• Task description: Count the lines holding the string "below" in the records, and give only the count.

The input Start Marker

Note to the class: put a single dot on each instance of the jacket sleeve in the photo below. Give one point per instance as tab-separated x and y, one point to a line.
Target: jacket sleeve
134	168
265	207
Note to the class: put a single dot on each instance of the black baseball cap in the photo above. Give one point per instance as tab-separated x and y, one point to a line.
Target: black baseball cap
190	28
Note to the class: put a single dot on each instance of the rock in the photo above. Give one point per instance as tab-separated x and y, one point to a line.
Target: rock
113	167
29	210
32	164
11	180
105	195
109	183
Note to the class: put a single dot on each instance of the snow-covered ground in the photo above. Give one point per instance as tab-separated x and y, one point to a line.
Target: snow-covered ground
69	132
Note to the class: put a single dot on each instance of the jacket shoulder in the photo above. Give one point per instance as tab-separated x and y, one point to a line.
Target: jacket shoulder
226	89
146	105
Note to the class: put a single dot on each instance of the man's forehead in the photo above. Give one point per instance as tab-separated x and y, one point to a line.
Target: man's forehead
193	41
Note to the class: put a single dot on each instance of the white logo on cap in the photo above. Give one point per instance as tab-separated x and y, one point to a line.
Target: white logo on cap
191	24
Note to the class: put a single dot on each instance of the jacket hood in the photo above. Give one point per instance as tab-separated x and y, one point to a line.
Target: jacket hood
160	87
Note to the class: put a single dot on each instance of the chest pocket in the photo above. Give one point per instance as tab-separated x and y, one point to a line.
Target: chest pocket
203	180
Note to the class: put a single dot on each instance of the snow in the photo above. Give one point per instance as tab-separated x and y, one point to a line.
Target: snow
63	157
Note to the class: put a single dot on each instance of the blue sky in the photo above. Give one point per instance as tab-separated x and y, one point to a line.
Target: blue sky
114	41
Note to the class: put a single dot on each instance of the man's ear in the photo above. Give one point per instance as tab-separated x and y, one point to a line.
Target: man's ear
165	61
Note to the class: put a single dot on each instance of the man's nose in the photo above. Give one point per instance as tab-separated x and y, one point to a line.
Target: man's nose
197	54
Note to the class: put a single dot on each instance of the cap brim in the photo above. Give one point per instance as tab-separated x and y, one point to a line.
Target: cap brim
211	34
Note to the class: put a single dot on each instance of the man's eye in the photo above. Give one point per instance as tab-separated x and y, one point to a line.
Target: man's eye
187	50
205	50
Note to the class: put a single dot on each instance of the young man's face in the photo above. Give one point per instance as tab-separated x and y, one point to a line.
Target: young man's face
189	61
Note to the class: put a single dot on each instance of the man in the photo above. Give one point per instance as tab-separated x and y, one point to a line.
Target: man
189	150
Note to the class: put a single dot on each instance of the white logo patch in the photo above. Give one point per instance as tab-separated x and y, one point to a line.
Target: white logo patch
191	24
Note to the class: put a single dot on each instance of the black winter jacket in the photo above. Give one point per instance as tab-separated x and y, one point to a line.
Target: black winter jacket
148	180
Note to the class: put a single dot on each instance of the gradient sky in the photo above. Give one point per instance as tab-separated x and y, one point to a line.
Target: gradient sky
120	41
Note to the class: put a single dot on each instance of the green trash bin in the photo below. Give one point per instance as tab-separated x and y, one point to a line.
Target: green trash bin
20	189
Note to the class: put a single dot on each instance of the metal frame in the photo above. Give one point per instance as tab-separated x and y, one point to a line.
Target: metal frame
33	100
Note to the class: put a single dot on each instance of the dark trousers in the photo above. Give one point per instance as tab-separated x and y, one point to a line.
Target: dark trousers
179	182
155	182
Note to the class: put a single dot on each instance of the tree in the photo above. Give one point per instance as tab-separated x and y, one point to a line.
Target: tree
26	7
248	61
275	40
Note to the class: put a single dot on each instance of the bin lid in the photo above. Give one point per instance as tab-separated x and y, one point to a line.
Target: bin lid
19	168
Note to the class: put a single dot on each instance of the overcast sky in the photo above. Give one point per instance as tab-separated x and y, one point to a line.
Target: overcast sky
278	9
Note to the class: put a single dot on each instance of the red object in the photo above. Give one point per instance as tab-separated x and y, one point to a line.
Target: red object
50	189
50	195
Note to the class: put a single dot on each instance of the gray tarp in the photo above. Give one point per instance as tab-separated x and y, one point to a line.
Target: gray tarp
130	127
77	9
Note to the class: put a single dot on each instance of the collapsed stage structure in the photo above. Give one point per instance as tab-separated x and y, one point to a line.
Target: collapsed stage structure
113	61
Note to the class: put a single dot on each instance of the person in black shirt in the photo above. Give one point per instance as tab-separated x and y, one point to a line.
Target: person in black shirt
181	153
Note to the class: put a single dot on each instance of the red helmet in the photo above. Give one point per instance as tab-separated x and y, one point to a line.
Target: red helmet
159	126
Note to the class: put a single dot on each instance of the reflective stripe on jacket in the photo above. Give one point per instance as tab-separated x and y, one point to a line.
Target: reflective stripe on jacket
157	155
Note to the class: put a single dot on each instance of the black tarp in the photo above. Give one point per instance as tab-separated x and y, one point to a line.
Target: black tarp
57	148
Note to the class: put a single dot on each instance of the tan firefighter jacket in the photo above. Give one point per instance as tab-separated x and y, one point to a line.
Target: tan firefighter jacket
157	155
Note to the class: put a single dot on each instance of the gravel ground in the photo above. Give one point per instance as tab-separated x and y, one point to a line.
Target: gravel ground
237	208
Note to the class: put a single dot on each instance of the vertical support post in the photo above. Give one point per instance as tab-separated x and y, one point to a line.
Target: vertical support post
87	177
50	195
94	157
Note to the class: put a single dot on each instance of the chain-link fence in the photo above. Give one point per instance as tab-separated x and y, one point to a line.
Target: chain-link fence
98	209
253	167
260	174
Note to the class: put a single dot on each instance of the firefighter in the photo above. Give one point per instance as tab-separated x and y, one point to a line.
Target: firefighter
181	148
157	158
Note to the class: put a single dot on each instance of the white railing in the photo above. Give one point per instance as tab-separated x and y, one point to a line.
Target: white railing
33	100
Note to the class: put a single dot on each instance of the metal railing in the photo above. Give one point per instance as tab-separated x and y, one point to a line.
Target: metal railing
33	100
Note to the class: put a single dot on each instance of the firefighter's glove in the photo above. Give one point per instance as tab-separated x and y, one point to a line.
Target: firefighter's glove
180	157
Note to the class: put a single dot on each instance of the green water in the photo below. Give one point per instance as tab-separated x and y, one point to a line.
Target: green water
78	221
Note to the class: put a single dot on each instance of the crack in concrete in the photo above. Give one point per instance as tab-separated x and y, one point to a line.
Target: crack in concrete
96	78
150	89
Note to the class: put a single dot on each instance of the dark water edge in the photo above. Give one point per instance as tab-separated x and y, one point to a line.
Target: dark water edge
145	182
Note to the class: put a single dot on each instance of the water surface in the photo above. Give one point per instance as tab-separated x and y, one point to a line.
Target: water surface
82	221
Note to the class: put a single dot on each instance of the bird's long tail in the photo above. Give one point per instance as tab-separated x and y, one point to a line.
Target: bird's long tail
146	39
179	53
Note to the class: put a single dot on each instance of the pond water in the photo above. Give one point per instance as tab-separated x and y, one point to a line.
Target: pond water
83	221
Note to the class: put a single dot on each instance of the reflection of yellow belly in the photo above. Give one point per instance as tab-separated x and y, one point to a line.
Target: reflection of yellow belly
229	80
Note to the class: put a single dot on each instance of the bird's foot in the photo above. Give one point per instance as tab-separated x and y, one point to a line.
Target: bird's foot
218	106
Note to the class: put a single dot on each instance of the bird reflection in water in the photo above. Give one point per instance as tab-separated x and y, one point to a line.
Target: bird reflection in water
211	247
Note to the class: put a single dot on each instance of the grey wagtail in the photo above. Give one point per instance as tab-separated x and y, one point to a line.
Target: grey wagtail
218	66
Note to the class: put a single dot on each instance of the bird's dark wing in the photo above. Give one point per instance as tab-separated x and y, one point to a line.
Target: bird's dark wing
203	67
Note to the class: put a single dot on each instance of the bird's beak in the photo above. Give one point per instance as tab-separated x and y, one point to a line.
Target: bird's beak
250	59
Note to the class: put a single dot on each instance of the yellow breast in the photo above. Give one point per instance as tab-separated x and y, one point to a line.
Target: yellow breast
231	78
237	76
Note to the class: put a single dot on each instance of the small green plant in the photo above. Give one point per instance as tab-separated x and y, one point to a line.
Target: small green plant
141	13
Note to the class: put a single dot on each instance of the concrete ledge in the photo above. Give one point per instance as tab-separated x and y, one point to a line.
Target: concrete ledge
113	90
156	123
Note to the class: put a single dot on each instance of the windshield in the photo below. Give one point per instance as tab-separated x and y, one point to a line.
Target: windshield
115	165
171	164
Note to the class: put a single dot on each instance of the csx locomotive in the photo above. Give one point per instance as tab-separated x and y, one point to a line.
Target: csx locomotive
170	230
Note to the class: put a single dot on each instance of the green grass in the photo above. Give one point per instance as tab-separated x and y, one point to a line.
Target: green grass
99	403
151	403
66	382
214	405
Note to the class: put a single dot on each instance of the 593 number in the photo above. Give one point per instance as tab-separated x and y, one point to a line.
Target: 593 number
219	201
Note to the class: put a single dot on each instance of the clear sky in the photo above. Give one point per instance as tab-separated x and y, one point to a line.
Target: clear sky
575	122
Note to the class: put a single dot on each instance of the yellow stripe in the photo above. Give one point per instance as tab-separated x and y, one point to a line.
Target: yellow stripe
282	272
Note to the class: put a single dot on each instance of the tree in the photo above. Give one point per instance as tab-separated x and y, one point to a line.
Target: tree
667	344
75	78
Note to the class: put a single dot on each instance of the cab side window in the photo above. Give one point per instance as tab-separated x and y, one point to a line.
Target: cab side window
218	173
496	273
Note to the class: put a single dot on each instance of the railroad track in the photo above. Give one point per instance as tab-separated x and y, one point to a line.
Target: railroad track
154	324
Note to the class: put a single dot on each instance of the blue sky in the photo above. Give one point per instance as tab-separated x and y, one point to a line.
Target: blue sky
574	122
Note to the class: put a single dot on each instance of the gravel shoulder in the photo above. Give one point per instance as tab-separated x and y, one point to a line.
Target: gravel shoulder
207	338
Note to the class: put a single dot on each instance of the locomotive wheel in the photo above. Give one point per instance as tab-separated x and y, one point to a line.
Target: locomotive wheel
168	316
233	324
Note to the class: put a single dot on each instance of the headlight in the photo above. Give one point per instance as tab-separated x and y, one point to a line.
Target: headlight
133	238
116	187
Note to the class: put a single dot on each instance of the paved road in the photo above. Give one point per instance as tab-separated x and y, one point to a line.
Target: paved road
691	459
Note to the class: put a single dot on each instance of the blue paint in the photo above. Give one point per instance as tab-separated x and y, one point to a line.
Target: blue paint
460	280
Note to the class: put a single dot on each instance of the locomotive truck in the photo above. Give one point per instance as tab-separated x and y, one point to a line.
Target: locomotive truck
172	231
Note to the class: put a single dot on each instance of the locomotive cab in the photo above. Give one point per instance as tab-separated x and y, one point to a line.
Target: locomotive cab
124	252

The input End Marker

• Written answer: 4